§ WHAT TO DO:
Set out the rows below as one numbered list, skipping blank lines and leaving out the pictures.

○ ○ ○

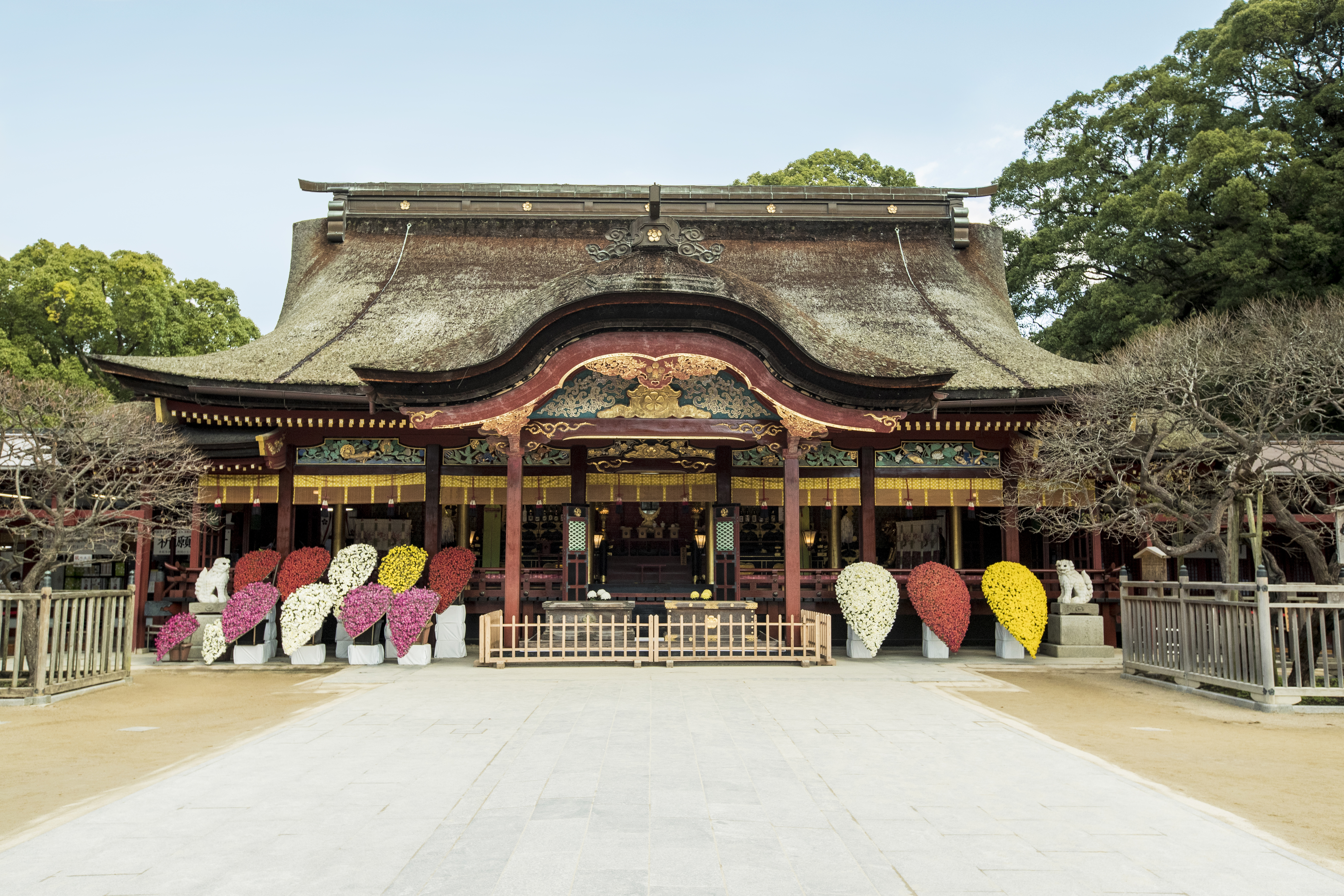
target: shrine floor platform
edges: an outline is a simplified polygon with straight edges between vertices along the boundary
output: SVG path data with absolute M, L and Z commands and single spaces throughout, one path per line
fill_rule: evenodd
M 0 892 L 1344 896 L 957 696 L 989 661 L 470 662 L 345 666 L 336 701 L 0 852 Z

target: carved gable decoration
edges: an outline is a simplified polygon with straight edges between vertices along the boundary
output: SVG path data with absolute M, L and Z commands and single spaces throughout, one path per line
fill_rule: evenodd
M 570 450 L 535 445 L 523 455 L 524 466 L 569 466 Z M 444 466 L 505 466 L 508 455 L 499 450 L 500 443 L 487 439 L 472 439 L 462 447 L 444 449 Z
M 325 439 L 321 445 L 298 449 L 296 463 L 422 466 L 425 449 L 405 446 L 399 439 Z
M 602 473 L 634 461 L 672 461 L 699 473 L 714 466 L 714 450 L 696 447 L 685 439 L 625 439 L 606 447 L 589 449 L 589 463 Z
M 723 368 L 722 361 L 699 355 L 597 359 L 532 416 L 778 419 Z
M 878 466 L 958 467 L 999 466 L 999 451 L 978 449 L 972 442 L 902 442 L 900 447 L 878 451 Z

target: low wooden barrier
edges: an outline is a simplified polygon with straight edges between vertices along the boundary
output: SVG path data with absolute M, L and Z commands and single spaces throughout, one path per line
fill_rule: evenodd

○ ○ ○

§ FINAL ANSWER:
1. target: shrine floor platform
2. edges: an outline is a simplified polygon with straight edges between vertices along the boundary
3. output: SVG path data with absolute M, L and Z commands and single spaces throughout, one path per line
4. fill_rule: evenodd
5. M 0 892 L 1344 896 L 957 696 L 989 661 L 470 662 L 345 666 L 336 701 L 0 852 Z
6. target: carved gable decoration
7. edges: an outline is a simplified polygon with straight edges between vertices along the boundary
8. output: SVG path data with absolute M, L and Z commands and single spaces throughout, one path per line
9. fill_rule: evenodd
10. M 570 450 L 535 445 L 523 455 L 524 466 L 569 466 Z M 444 466 L 505 466 L 508 455 L 499 450 L 500 443 L 487 439 L 472 439 L 462 447 L 444 449 Z
11. M 325 439 L 321 445 L 298 449 L 296 463 L 422 466 L 425 449 L 405 446 L 399 439 Z
12. M 602 473 L 634 461 L 672 461 L 699 473 L 714 466 L 714 450 L 696 447 L 685 439 L 625 439 L 606 447 L 589 449 L 589 463 Z
13. M 723 368 L 722 361 L 699 355 L 597 359 L 532 416 L 778 419 Z
14. M 878 466 L 958 467 L 999 466 L 999 451 L 978 449 L 972 442 L 902 442 L 900 447 L 878 451 Z
15. target: low wooden barrier
16. edges: an outline is a simplified polygon with straight edges between vertices along the boundary
17. output: SVG path data with absolute M, L and Z commands and single spaces throughout, one path per line
18. fill_rule: evenodd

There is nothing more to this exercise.